[Directions for this task] Continue the interview with Erik Kennedy from the point where it stops.

[[ Supplied text open ]]

Erik Kennedy, freelance designer and founder of Learn UI Design

Insights:

What’s your relationship to visual design?

I think about it all the time!

For one, my main job and source of income is a course about visual design. In it, I try to include the most cogent, lucid breakdowns of visual design that’ve ever existed. Whether I’ve succeeded is for my students to judge, but that’s the level at which I aim to understand and describe visual design.

I also do freelance UX/UI design, so obviously visual design is one side of that coin. And I’ve just launched my first typeface, Figtree, which involved strengthening some totally different visual design muscles.

This is all a sort of unexpected career direction too. I came by software because I fell in love with programming. I came by engineering because I fell in love with physics. A Feynman textbook is currently sitting by my bedside. That I spend my days thinking about serifs and indigo? Ha!

Visual design seems to be more important to you than to other designers. Can you unpack that?

[[ Supplied text closed ]]
[[ Source material open ]]

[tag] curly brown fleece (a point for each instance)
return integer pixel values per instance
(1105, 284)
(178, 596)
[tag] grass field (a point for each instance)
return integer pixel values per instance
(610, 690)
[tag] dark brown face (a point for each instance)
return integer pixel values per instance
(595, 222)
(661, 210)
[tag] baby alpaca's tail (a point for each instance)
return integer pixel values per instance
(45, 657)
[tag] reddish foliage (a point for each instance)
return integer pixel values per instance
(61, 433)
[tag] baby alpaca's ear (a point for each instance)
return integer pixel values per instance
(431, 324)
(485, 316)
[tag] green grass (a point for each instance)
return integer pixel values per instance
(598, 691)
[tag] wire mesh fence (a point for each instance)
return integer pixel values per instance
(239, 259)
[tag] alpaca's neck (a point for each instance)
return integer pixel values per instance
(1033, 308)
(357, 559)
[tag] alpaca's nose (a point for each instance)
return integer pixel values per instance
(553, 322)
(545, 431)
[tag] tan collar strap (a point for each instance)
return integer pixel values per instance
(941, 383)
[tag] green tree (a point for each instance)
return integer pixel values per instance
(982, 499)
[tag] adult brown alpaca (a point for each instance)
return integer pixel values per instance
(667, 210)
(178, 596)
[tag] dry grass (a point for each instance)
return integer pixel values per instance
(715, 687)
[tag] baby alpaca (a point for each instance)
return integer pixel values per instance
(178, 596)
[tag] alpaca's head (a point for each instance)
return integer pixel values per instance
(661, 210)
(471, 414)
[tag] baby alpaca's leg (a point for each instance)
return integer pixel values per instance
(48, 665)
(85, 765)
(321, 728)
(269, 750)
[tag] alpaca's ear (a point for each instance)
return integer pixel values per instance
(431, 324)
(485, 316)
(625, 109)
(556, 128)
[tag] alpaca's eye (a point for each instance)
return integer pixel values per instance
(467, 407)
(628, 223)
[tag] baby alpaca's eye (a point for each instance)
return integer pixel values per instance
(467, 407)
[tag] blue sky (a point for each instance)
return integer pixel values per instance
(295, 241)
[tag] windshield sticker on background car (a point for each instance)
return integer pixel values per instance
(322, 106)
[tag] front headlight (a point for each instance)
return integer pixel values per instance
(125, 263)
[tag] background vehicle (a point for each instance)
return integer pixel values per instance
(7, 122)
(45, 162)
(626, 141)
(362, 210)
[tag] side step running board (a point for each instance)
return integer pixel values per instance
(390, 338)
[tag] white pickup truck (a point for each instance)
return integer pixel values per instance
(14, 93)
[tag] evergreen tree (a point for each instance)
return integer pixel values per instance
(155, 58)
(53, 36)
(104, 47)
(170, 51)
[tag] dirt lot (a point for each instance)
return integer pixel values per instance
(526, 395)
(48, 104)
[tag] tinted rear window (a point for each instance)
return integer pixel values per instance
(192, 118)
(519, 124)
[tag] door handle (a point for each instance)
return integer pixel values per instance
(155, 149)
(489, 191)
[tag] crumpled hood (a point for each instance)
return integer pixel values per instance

[[ Source material closed ]]

[Answer space]
Honestly, I think it’s because of my particular career path. I found the typical “art school” strategies for learning visual design (color theory, grids, golden ratio) basically useless—they didn’t help my bad designs look any better. Because of that, I tried to compile my own strategies—and eventually publish them. Because of that, I eventually created my own course on visual design, and now I think about it constantly!

The irony is if I had learned simple, practical strategies for visual design from day 1 of my design career, then I’d probably think about visual design a lot less today.

Even now, I find the psychological component of design a bit more interesting or meaty—the challenge of working on a piece of software every single day, and yet continually trying to view it through the eyes of someone who’s never seen it before.

Could you tell me more about visual design in your freelance work?

One important lesson I learned fairly early on in freelancing was: find clients for whom you can use as many of your skills as possible.

I primarily do 3 things for my clients: UX, UI, and a bit of front-end development. So clients that have needs in all 3 have always been the best to work with. I win, since I get a bigger project and less overhead. They win, since they get 3 contractors in one who can meet with each other instantaneously, 24/7.

So visual design is always a part of the larger picture for a client project.

What convinced you it was worth the time to build a course around visual design?

When the first article I wrote on visual design went viral, I suspected there might be a market need for a pro visual design course.

I still dumped 11 months into the initial version with very little feedback/testing that it would be worth the time. That was dumb, but I was lucky.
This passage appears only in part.